■ DIRECTION:
Express the records from their first line up to and including the line that contains "[58,186,72,190]" as a JSON list of strings, one string per line, leaving out blank lines.

Extracted records

——————

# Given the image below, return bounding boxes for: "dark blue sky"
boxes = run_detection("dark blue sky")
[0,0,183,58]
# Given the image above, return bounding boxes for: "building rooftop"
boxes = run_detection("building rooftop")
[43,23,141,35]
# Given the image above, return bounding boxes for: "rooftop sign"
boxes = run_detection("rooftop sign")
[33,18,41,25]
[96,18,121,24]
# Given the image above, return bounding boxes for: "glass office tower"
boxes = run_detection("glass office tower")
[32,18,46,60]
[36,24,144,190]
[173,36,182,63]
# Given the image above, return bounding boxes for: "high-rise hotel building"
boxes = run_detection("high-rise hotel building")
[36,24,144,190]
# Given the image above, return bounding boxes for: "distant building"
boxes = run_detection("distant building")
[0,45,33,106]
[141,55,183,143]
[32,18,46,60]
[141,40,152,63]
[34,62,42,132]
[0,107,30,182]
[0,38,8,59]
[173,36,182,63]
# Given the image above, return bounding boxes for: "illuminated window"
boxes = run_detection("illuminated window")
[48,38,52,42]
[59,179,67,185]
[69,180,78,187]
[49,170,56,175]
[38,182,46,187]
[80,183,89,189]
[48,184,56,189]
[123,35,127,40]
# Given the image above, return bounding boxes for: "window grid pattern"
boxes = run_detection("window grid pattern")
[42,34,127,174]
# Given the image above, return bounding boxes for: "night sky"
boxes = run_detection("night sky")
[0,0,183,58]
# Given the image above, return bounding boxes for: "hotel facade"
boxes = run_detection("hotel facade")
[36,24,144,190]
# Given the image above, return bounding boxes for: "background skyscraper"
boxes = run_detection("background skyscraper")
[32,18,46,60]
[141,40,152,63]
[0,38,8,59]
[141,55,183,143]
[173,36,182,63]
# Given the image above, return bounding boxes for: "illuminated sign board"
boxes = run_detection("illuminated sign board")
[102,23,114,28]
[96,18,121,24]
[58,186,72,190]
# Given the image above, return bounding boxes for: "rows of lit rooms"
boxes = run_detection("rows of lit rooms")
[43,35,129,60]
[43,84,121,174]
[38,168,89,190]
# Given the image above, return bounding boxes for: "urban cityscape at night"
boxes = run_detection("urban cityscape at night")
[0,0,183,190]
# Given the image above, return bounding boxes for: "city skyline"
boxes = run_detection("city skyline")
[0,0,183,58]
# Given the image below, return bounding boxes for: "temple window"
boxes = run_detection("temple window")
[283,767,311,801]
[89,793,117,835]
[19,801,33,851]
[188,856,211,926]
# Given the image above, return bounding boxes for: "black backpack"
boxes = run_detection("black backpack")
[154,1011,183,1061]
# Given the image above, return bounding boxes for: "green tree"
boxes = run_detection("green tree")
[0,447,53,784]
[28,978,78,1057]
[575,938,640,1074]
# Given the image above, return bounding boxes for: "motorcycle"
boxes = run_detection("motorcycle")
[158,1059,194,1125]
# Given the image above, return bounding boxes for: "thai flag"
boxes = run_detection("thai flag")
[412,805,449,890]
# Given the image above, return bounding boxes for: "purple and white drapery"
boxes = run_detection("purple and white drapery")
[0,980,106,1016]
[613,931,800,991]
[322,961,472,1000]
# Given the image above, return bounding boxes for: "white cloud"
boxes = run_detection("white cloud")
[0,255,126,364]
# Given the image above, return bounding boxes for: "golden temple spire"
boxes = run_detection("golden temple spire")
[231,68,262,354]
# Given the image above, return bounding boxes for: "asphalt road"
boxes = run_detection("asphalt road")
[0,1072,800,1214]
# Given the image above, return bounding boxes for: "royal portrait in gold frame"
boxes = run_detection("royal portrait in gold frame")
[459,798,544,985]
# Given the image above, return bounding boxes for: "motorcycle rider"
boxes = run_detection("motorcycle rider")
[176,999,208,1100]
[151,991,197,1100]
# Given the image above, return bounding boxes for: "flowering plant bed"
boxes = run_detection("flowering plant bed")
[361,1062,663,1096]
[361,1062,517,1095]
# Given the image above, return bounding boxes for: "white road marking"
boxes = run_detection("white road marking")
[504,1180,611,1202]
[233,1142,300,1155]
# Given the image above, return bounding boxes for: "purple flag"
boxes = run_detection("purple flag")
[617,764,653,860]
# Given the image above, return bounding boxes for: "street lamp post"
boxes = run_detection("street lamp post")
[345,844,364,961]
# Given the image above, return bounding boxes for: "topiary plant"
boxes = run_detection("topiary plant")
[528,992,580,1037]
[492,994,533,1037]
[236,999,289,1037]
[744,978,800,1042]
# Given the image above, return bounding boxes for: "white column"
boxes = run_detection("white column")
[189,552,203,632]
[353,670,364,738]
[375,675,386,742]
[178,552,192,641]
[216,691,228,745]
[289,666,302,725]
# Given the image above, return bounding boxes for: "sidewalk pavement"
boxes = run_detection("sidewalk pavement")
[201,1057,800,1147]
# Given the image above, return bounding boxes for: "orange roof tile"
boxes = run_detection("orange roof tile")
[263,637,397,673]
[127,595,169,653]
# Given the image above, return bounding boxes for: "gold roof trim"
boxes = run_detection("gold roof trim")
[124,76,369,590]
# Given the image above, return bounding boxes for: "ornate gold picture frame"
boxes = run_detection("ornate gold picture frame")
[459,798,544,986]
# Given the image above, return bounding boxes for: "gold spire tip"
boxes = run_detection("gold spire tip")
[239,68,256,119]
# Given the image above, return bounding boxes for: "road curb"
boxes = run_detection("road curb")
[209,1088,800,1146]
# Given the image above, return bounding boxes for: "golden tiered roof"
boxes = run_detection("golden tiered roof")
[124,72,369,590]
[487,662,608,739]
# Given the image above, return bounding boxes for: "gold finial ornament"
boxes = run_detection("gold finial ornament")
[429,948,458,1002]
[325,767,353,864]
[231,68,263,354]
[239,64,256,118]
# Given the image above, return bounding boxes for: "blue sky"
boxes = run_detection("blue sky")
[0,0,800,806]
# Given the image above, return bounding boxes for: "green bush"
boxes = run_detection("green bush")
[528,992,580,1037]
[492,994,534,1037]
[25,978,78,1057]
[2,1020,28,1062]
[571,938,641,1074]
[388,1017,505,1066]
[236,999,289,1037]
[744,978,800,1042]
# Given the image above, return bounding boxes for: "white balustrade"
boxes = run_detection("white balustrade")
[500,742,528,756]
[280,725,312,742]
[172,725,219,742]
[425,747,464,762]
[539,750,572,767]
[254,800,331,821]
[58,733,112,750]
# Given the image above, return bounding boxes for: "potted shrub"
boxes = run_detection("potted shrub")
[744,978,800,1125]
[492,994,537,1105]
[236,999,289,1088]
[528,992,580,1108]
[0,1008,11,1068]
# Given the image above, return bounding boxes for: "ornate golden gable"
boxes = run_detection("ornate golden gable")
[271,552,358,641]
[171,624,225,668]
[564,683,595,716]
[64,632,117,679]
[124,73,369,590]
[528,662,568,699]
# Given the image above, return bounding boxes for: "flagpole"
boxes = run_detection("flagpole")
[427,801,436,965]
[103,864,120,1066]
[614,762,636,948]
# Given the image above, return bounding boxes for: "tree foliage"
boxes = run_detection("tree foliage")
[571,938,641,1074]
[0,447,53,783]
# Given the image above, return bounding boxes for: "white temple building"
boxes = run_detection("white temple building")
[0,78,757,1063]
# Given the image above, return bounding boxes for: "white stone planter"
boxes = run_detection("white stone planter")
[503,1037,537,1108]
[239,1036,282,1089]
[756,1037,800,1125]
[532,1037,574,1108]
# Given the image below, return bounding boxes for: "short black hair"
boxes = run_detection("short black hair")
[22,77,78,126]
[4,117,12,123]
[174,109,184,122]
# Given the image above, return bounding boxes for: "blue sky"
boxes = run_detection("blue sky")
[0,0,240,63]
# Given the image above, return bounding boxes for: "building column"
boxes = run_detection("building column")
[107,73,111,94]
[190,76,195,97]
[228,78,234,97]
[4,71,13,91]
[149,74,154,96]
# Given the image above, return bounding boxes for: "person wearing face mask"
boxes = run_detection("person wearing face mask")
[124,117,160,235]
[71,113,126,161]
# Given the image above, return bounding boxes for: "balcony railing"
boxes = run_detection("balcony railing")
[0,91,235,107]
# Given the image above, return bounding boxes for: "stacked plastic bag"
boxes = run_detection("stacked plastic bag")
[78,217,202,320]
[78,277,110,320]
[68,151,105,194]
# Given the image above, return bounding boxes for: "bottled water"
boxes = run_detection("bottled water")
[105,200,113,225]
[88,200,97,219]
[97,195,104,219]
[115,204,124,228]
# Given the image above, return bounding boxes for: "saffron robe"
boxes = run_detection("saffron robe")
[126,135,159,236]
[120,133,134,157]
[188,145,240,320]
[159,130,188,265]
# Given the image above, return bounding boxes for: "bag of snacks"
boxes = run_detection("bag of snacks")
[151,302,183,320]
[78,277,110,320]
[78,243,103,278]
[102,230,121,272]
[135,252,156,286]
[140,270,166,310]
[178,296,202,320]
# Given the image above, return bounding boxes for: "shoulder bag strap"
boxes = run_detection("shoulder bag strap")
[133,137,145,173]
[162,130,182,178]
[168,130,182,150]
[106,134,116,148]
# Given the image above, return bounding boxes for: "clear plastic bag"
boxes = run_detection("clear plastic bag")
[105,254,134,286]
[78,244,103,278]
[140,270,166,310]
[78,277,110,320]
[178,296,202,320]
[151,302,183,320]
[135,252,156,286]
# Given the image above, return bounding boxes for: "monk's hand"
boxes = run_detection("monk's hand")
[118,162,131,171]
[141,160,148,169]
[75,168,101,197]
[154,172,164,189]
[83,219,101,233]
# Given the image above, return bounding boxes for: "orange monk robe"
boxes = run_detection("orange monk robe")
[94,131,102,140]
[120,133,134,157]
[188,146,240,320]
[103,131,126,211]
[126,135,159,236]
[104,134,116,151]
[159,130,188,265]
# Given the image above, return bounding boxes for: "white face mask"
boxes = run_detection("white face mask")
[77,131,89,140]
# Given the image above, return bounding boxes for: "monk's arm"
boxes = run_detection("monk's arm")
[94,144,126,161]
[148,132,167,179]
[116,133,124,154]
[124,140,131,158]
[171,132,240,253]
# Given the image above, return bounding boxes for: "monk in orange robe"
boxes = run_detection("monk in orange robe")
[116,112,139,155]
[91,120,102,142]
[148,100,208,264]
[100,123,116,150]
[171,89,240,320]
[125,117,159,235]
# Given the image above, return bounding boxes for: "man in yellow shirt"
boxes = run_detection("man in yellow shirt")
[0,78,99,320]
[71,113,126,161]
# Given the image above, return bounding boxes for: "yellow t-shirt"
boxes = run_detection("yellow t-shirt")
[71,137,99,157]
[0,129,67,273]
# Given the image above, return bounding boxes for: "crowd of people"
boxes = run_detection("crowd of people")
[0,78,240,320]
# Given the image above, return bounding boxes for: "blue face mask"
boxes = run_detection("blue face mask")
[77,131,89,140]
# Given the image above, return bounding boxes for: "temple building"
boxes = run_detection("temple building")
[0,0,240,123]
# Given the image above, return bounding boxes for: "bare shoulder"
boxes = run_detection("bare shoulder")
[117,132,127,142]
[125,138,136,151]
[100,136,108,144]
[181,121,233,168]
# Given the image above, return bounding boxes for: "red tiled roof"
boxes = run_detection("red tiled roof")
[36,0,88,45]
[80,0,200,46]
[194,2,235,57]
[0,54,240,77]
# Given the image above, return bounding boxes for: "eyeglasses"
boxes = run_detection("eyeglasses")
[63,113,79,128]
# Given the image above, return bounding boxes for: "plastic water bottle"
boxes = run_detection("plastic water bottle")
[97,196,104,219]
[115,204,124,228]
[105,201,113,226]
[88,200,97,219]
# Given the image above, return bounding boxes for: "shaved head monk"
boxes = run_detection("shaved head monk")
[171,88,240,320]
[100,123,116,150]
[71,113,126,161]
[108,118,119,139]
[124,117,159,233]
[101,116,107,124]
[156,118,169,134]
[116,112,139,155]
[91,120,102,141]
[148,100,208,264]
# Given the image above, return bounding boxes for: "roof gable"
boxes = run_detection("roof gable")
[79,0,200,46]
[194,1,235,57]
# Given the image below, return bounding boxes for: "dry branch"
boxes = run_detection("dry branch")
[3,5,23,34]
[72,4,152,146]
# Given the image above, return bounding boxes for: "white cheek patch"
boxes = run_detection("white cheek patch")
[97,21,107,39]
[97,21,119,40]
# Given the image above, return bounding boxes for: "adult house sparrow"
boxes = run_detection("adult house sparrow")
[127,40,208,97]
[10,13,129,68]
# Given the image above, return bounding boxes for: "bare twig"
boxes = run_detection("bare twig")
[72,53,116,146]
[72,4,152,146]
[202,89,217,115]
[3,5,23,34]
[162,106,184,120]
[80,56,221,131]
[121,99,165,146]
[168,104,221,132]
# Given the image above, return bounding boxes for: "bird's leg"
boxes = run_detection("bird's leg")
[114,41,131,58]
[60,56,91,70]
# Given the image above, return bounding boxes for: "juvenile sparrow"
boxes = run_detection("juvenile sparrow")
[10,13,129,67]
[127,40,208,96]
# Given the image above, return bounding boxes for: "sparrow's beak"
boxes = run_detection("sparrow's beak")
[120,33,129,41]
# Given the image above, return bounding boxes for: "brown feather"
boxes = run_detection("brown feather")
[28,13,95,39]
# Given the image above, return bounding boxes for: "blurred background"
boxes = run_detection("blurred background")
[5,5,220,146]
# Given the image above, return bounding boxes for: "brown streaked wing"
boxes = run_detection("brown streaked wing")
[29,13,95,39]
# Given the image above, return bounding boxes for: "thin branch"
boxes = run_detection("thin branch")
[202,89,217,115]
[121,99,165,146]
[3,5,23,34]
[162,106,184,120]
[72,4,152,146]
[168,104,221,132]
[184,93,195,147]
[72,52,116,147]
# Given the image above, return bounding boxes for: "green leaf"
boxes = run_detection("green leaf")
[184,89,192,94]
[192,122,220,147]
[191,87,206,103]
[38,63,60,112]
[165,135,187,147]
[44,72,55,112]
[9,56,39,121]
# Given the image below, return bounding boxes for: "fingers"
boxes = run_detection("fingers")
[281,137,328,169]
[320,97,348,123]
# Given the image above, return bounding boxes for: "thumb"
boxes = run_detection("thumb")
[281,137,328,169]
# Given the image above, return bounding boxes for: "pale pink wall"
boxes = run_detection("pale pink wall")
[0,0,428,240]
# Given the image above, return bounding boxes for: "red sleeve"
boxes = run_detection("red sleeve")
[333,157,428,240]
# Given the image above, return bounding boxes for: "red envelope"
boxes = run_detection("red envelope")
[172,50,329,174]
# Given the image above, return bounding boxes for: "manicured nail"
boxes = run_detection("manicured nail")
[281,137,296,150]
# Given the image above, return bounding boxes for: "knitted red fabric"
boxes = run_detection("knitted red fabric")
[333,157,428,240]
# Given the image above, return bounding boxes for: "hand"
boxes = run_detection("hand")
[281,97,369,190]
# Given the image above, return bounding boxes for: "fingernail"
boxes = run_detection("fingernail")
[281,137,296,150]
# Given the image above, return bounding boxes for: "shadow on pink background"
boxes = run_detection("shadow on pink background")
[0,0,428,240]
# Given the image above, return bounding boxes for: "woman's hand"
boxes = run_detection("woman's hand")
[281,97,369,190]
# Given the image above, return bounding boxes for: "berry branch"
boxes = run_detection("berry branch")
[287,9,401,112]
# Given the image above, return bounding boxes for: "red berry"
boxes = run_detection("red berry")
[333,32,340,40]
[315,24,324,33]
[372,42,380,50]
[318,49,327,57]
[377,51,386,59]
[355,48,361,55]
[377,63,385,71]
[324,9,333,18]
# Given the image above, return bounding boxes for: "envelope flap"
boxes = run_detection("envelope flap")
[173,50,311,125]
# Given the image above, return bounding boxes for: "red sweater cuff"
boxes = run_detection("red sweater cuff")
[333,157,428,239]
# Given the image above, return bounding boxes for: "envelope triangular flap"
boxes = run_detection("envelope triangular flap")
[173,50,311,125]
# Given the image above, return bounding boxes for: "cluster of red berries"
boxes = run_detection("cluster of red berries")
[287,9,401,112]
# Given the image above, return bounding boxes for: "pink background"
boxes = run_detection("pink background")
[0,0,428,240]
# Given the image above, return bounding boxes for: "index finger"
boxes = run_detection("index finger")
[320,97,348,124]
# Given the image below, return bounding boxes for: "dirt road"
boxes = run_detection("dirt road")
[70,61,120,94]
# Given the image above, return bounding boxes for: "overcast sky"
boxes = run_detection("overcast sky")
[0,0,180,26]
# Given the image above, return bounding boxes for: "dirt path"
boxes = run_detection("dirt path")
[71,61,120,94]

——————

■ TASK ANSWER:
[
  "# Given the image below, return bounding boxes for: \"dark blue sky\"",
  "boxes = run_detection(\"dark blue sky\")",
  "[0,0,183,58]",
  "# Given the image above, return bounding boxes for: \"building rooftop\"",
  "boxes = run_detection(\"building rooftop\")",
  "[43,23,141,35]",
  "# Given the image above, return bounding boxes for: \"rooftop sign\"",
  "boxes = run_detection(\"rooftop sign\")",
  "[33,18,41,25]",
  "[96,18,121,24]",
  "# Given the image above, return bounding boxes for: \"glass office tower\"",
  "boxes = run_detection(\"glass office tower\")",
  "[32,18,46,60]",
  "[36,24,144,190]",
  "[173,36,182,63]",
  "# Given the image above, return bounding boxes for: \"high-rise hotel building\"",
  "boxes = run_detection(\"high-rise hotel building\")",
  "[36,24,144,190]",
  "# Given the image above, return bounding boxes for: \"distant building\"",
  "boxes = run_detection(\"distant building\")",
  "[0,45,33,106]",
  "[141,55,183,143]",
  "[32,18,46,60]",
  "[141,40,152,63]",
  "[34,62,42,132]",
  "[0,107,30,182]",
  "[0,38,8,59]",
  "[173,36,182,63]",
  "# Given the image above, return bounding boxes for: \"illuminated window\"",
  "boxes = run_detection(\"illuminated window\")",
  "[48,38,52,42]",
  "[59,179,67,185]",
  "[69,180,78,187]",
  "[49,170,56,175]",
  "[38,182,46,187]",
  "[80,183,89,189]",
  "[48,184,56,189]",
  "[123,35,127,40]",
  "# Given the image above, return bounding boxes for: \"window grid pattern\"",
  "boxes = run_detection(\"window grid pattern\")",
  "[42,34,127,174]",
  "# Given the image above, return bounding boxes for: \"night sky\"",
  "boxes = run_detection(\"night sky\")",
  "[0,0,183,58]",
  "# Given the image above, return bounding boxes for: \"hotel facade\"",
  "boxes = run_detection(\"hotel facade\")",
  "[36,24,144,190]",
  "# Given the image above, return bounding boxes for: \"background skyscraper\"",
  "boxes = run_detection(\"background skyscraper\")",
  "[32,18,46,60]",
  "[141,40,152,63]",
  "[0,38,8,59]",
  "[141,55,183,143]",
  "[173,36,182,63]",
  "# Given the image above, return bounding boxes for: \"illuminated sign board\"",
  "boxes = run_detection(\"illuminated sign board\")",
  "[102,23,114,28]",
  "[96,18,121,24]",
  "[58,186,72,190]"
]